**Instruction:**
Starting at the line that has "Does any white bathtub" and ending after the line that has "left=349, top=366, right=429, bottom=480", write out only those lines of the items again with "photograph" swapped for "image" and nothing else changed.

**Dataset:**
......

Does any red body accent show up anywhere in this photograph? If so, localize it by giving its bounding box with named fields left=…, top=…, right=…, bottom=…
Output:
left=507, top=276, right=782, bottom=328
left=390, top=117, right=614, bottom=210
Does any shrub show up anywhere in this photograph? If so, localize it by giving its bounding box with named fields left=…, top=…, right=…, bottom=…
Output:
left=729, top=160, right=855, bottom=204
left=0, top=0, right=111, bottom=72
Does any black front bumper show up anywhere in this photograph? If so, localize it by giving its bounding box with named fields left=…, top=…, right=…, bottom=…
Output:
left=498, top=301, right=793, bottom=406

......

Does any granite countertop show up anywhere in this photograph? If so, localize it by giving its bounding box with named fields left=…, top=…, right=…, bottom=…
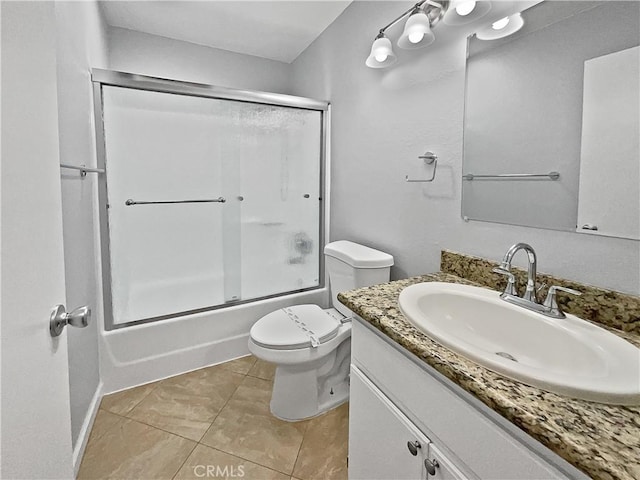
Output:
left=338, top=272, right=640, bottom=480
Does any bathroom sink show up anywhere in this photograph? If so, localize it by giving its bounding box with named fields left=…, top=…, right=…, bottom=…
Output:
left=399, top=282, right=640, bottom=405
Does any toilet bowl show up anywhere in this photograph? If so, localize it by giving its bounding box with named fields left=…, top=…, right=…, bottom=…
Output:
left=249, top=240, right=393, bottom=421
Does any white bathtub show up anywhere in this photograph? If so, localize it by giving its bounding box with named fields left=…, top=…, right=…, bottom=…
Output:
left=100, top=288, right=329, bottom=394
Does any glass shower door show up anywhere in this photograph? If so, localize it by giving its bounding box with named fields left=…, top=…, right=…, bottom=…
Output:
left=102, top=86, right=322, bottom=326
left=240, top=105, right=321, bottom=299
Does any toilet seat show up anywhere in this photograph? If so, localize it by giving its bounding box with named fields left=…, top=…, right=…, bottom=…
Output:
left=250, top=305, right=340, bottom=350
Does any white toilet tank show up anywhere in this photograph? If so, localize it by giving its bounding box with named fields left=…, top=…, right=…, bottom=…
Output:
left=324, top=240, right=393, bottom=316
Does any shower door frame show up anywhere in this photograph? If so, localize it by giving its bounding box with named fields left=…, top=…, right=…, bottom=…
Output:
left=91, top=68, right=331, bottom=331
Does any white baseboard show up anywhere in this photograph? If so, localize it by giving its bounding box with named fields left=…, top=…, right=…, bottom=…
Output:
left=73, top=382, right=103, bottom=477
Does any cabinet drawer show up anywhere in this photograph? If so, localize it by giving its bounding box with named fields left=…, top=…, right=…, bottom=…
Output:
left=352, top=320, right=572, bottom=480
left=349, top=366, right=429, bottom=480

......

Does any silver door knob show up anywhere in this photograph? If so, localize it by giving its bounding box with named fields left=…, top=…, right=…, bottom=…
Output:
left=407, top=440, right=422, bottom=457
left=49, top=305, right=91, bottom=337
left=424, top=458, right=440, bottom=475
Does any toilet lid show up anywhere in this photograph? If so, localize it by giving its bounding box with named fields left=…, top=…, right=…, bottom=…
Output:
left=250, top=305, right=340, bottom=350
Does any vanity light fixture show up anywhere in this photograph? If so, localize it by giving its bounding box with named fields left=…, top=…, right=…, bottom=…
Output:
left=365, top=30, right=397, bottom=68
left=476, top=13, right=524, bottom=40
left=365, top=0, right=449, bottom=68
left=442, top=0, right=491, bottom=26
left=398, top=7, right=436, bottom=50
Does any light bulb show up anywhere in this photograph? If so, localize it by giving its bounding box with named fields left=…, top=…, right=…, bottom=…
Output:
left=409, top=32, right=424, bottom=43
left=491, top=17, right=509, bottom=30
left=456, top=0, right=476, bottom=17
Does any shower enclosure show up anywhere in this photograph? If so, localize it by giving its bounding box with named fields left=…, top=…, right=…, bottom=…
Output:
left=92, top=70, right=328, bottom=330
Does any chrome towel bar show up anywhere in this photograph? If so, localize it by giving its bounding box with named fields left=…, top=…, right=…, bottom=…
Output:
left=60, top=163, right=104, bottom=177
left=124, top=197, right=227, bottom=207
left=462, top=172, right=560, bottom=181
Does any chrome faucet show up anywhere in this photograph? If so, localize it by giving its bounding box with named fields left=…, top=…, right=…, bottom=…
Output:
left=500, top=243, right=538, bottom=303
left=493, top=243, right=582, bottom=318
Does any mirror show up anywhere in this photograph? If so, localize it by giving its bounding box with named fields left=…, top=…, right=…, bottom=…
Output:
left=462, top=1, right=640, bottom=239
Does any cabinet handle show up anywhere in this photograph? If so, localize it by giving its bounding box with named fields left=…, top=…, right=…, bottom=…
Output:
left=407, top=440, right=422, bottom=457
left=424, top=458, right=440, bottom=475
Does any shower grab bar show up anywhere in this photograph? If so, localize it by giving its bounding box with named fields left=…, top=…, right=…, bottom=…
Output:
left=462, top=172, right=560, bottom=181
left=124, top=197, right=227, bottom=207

......

**Solution for this task:**
Does any white bathtub show up anywhere in this image? If so, localize it by giving its bounding box with named fields left=…, top=…, right=…, bottom=…
Output:
left=100, top=288, right=329, bottom=394
Does any glass shower door show up anywhere in this image? If so, localize it by giving its bounding box with named fields left=…, top=…, right=…, bottom=…
Output:
left=102, top=86, right=322, bottom=326
left=240, top=105, right=321, bottom=299
Does any toilet seat show up anywhere in this image? If so, localize it by giving its bounding box with named fields left=…, top=…, right=…, bottom=…
Output:
left=250, top=305, right=340, bottom=350
Does any white toilet tank show up anywhere in this image? If so, localize it by giving its bounding box with named fields left=…, top=…, right=…, bottom=…
Output:
left=324, top=240, right=393, bottom=316
Does any shower door frame show up anywhere in this image? If so, localize it by giving its bounding box with named fields left=…, top=…, right=…, bottom=…
Output:
left=91, top=68, right=331, bottom=331
Does any white baseboard show up anywhere in this image? If so, localize it by giving its bounding box with named fields left=…, top=…, right=…, bottom=…
Output:
left=73, top=382, right=103, bottom=477
Does any cabinet drawer show up anywhere in this image? If so, localize it by giving its bounding box with named fields left=…, top=…, right=…, bottom=…
Output:
left=352, top=320, right=572, bottom=480
left=349, top=366, right=429, bottom=480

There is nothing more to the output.